Extrait du texte »
-*-*-

- 1. Les quatre phases de la crise
- 2. La faillite d'un dogme
- 3. La finance moderne prise en défaut
- 4. Une crise du capitalisme financier
- 5. Les racines sociales de la crise
- 6. Un mode de développement écologiquement non soutenable
- 7. Une crise géopolitique
- 8. Quelles voies de sortie de crise ?
- 9. Bibliographie
CRISE DES SUBPRIMES
Les racines sociales de la crise
La stagnation des revenus bas et moyens aux États-Unis aurait dû entraîner un ralentissement de la demande des ménages. Mais, en favorisant leur endettement, le système financier américain a permis aux ménages d'accroître leurs dépenses. La dette a temporairement joué le rôle de substitut à la hausse du pouvoir d'achat des revenus. C'est ainsi que les ménages américains, dont la dépense est passée de 60 p. 100 à 70 p. 100 du P.I.B., ont joué le rôle de « consommateurs en dernier ressort » de l'économie mondiale. La progression soutenue de la consommation américaine a en effet tiré la croissance mondiale depuis le début des années 2000, ce dont ont largement profité les pays émergents, Chine en tête. Or cette évolution a entraîné une montée vertigineuse de la dette interne et externe des États-Unis. Ce régime de croissance mondial, fondé sur la consommation et la dette américaines, a pu fonctionner durablement dans la mesure où le dollar joue le rôle de devise clé dans les relations monétaires internationales. Ce qui a amené tous les pays créanciers des États-Unis à accepter les dollars émis par ces derniers, permettant ainsi un « financement sans pleurs » de leur balance des paiements, selon l'expression de Jacques Rueff.
Le déclenchement de la crise aux États-Unis vient de ce que le recours massif à l'endettement des ménages, destiné à pallier l'insuffisance du pouvoir d'achat de leurs revenus, a atteint ses limites à partir de 2007. Il en est résulté un effondrement de la demande des ménages, ce qui a entraîné un fort ralentissement de la croissance non seulement dans les pays avancés directement frappés par la crise, mais aussi dans les pays émergents, privés de leurs débouchés aux États-Unis, en Europe et au Japon.

-*-*-

Exercices »
(a) Résumez en deux phrases le paragraphe de l'extrait qui commence par « Le déclenchement de la crise », en conservant ses faits principaux.
(b) Reprenez l'extrait sur les racines sociales de la crise là où il s'arrête, et poursuivez-le d'un paragraphe.
Les items n'ont aucun lien avec l'extrait.

-*-*-

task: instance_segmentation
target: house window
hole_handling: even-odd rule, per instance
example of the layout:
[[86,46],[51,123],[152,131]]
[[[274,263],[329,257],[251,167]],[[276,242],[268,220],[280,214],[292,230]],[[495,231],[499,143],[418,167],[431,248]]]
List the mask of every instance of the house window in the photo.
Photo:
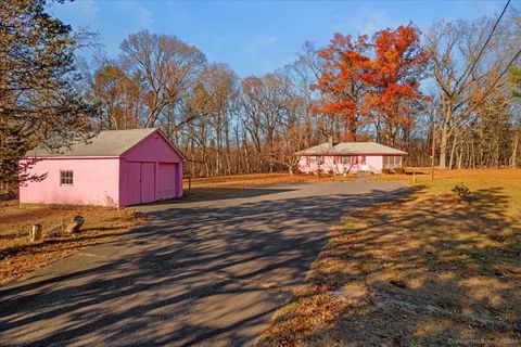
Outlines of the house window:
[[384,156],[383,157],[383,168],[384,169],[394,169],[402,167],[402,157],[401,156]]
[[60,185],[73,185],[73,171],[60,171]]
[[344,165],[350,165],[353,162],[351,156],[342,156],[341,159]]

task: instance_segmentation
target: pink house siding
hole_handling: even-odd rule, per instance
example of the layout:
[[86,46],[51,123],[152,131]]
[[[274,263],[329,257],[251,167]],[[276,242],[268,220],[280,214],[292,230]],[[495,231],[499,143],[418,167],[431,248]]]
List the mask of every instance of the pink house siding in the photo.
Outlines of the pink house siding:
[[[118,155],[36,155],[40,159],[30,171],[48,177],[21,187],[20,202],[120,207],[182,196],[185,158],[163,133],[158,129],[120,131],[134,131],[130,137],[137,139]],[[122,136],[122,141],[128,143],[128,137],[125,140],[122,132],[101,133],[100,141],[104,142],[100,145],[94,139],[90,144],[96,151],[103,151],[103,144],[115,136]],[[113,146],[120,143],[118,139],[113,142]],[[88,152],[88,144],[82,144],[80,150]],[[61,171],[73,171],[73,184],[61,184]]]
[[182,157],[163,136],[150,134],[122,155],[122,205],[181,197],[182,167]]
[[[60,184],[60,171],[72,170],[72,185]],[[119,158],[42,159],[31,172],[48,177],[41,182],[28,182],[20,188],[23,204],[71,204],[119,206]]]
[[310,174],[321,170],[323,172],[333,171],[335,175],[357,174],[360,171],[381,172],[383,168],[382,155],[353,155],[352,164],[342,164],[342,156],[323,155],[322,163],[315,162],[317,156],[301,156],[297,168],[302,172]]

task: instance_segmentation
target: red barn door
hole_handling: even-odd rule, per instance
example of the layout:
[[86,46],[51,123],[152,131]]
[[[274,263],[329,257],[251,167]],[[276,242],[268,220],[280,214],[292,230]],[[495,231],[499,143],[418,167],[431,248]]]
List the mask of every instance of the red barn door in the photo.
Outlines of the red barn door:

-*-*-

Réponses rédigées »
(a) La crise éclate aux États-Unis à partir de 2007, quand l'endettement massif des ménages, qui compensait l'insuffisance du pouvoir d'achat de leurs revenus, atteint ses limites. La demande des ménages s'effondre alors, ce qui ralentit fortement la croissance dans les pays avancés frappés par la crise et dans les pays émergents, privés de leurs débouchés aux États-Unis, en Europe et au Japon.

(b)
Une leçon importante est que les racines profondes de cette crise se trouvent dans l'inégalité du partage des revenus dans les pays avancés. Il y a là une contradiction interne majeure du capitalisme financier. Pour extraire leur rente, les détenteurs du capital financier ont besoin d'un partage des revenus défavorable aux salariés. Mais la montée de la dette des ménages qui en résulte ne peut être durable, ce qui conduit fatalement à une crise de surendettement. Cette analyse, qui montre les racines sociales de la crise économique et financière contemporaine, rejoint celle développée par deux économistes américains dont les analyses font autorité, John Kenneth Galbraith et Paul Krugman. Le premier a montré que la crise de 1929 était également liée à de fortes inégalités de revenus et de patrimoines, d'une ampleur analogue à celle de la période actuelle. De son côté, Paul Krugman, Prix Nobel d'économie 2008, compare les crises de 1929 et de 2007, et montre comment la montée des inégalités sociales et de la dette est au cœur de ces deux crises majeures du capitalisme. Des travaux statistiques récents indiquent ainsi qu'aux États-Unis la part du revenu national allant au décile (10 p. 100) des ménages les plus riches approche le sommet de 50 p. 100 à la veille de la crise en 2007, c'est-à-dire le même niveau exceptionnel atteint au moment de la crise de 1929.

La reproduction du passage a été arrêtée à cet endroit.